• 题目:
判断以下说法是否与下面的文献节选相符,每条答“是”或“否”,并原样引出起决定作用的原文。1. 臧焘是武敬皇后的兄长。2. 臧焘于永初三年因病离职。3. 褚爽上表称太子名一事下太学议时,臧焘的身份是太学博士。

• 文献节选:

焘字德仁,东莞莒人,武敬皇后兄。晋太元中为助教,寻去官,元兴中除临沂令,入为太学博士,参右将军何无忌军事。义熙初,随府转镇南参军,寻参武帝中军军事,入补尚书度支郎,改掌祠部,封高陵侯。迁通直郎,复为武帝镇军车骑中军太尉谘议参军,除大司马从事中郎,进侍中。元熙元年以疾去职。宋受禅,征拜太常,永初三年致仕。卒年七十。少帝追赠左光禄大夫,加散骑常侍。

宣太后不配食中宗庙议

《阳秋》之义,母以子贵,故仲子、成风,咸称夫人,《经》云:“考仲子之宫”,若配食惠庙,则宫无缘别筑。前汉孝文、孝昭太后,并系子为号,祭於寝园,不配於高祖、孝武之庙。後汉和帝之母曰敬隐皇后,顺帝之母曰恭怀皇后,安帝祖母曰恭愍皇后,虽不系子为号,亦祭於陵寝,不配章、安二帝。此则二汉虽有太后、皇后之异,至於并不配食,义同《阳秋》。唯光武追废吕后,故以薄后配高祖庙。又卫后既废,霍光追尊李夫人为皇后,配孝武庙,此非母以子贵之例,直以高、武二庙无配故耳。夫汉立寝於陵,自是晋制所异。谓宜远准《阳秋》考宫之义,近摹二汉不配之典,尊号既正,则罔极之情申,别建寝庙,则严祢之义显,系子为称,兼明母贵之所由,一举而允三义,固哲王之高致也。(《宋书·臧焘传》,晋孝武太元中,追崇庶祖母宣太后,议者或谓宜配食中宗,焘议。又见《南史》十八。)

褚爽上表称太子名议

案《礼记》:“父前子名,君前臣名”。又:“君之於嗣子,亲则父也,尊则君也”。如此,则太子虽国之储贰,犹同於臣列,以君前臣名之义言,则爽表未为失礼,然史籍所载,人臣与人主言及上表,未有称太子名者,今省无先比,即其验也,昔武皇帝代尚书仆射山涛启事,称皇太子而不言名,涛中朝名士,必详典式,其不称名,当有理趣。特以皇太子储君,名讳尊重,不敢指斥故耳。古今异仪,礼有损益。今依仗前贤,固循先比,则爽表所称,为违旧准。(《通典》一百四,泰元十九年七月,义兴太守褚爽上表称太子名,下太学议,助教臧焘议。)

• 已存数据:
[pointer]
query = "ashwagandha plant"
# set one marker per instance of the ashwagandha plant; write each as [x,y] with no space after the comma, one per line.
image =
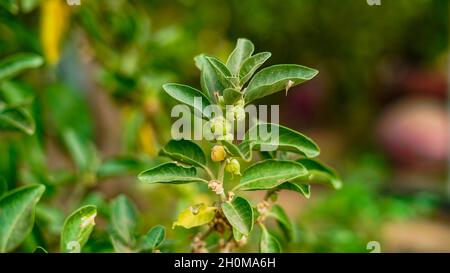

• 答案如下:
1. 是。“武敬皇后兄”
2. 否。“元熙元年以疾去职”
3. 否。“助教臧焘议”